*WORK REQUIRED*.
What follows are records. Restate all of them word for word.

*SUPPLIED ENTRIES*.
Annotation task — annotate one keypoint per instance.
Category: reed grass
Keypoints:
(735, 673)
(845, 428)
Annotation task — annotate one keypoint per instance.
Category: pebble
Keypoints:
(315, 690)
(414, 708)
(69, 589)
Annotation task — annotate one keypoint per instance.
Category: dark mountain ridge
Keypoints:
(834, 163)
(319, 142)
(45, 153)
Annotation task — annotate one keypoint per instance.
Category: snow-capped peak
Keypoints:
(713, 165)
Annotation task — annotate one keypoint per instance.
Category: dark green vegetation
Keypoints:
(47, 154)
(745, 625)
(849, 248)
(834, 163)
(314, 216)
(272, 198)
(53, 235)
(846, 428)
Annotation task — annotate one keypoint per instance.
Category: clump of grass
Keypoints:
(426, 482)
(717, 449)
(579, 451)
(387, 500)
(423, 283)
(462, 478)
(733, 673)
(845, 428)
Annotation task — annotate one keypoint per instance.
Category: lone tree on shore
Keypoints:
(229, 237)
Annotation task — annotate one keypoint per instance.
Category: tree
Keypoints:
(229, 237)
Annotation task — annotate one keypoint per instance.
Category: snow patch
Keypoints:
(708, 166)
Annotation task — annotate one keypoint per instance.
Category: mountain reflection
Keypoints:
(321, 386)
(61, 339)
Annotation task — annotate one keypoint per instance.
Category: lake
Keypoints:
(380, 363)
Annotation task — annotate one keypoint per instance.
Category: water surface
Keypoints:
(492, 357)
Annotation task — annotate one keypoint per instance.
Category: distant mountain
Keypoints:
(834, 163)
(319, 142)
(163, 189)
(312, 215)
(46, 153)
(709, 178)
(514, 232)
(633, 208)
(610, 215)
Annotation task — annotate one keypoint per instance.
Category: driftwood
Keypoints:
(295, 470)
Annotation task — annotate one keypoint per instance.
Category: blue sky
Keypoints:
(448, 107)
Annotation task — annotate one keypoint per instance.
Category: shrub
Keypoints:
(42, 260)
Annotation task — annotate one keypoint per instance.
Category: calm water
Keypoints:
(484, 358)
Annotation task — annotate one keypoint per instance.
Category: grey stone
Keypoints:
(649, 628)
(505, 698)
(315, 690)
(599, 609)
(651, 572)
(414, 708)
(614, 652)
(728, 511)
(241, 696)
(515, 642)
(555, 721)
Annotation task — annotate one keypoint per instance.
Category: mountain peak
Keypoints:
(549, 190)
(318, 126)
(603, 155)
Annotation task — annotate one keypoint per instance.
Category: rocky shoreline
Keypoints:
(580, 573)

*TASK SOLUTION*.
Annotation task — annotate one keypoint per instance.
Category: reed grass
Keypoints:
(735, 673)
(845, 428)
Annotation task — annotate one keypoint per instance.
Category: pebble
Keypoints:
(315, 690)
(414, 708)
(69, 589)
Annotation task — annotate one keypoint per instance.
Category: dark mountain ridge
Keypoints:
(834, 163)
(319, 142)
(45, 153)
Annotation task — annotate one keypoint per instance.
Category: snow-capped peak
Keypoints:
(713, 165)
Annotation task — annotate one keypoint per instance.
Category: dark green vegetation
Keypoints:
(47, 154)
(745, 625)
(849, 248)
(834, 163)
(314, 216)
(272, 198)
(53, 235)
(846, 428)
Annotation task — annotate one keypoint per instance.
Category: clump of grass
Keypoints:
(426, 482)
(717, 449)
(579, 451)
(387, 500)
(423, 283)
(462, 478)
(733, 673)
(845, 428)
Annotation task — annotate one keypoint per instance.
Category: lone tree on shore
Keypoints:
(229, 237)
Annotation task — annotate one keypoint per instance.
Category: tree
Keypoints:
(229, 237)
Annotation task — annotate one keypoint per instance.
Category: snow patch
Keypoints:
(708, 166)
Annotation task — annotate one keypoint per instance.
Category: mountain reflection
Keypoints:
(321, 386)
(61, 339)
Annotation task — annotate one keypoint per instance.
Category: lake
Keypoints:
(380, 363)
Annotation task — annotate one keypoint per instance.
Category: water surface
Keypoints:
(492, 357)
Annotation task — annotate one keypoint per instance.
Category: distant mountain
Keypoints:
(834, 163)
(319, 142)
(163, 189)
(312, 215)
(46, 153)
(709, 178)
(514, 232)
(633, 208)
(610, 215)
Annotation task — annotate one keypoint per instance.
Category: driftwood
Keypoints:
(295, 470)
Annotation task — annotate one keypoint per instance.
Category: blue sky
Keypoints:
(448, 107)
Annotation task — annotate one keypoint per instance.
Category: shrub
Keypoints:
(42, 260)
Annotation task — annotate one keypoint per instance.
Category: calm water
Keypoints:
(484, 358)
Annotation task — annotate one keypoint per instance.
Category: grey stone
Keypoints:
(649, 628)
(505, 698)
(315, 690)
(599, 609)
(651, 572)
(414, 708)
(614, 652)
(728, 511)
(241, 696)
(515, 642)
(555, 721)
Annotation task — annotate one keypoint per instance.
Category: mountain peak
Keypoints:
(549, 190)
(318, 126)
(603, 155)
Annotation task — annotate one keypoint per instance.
Category: rocky shoreline
Keypoints:
(580, 573)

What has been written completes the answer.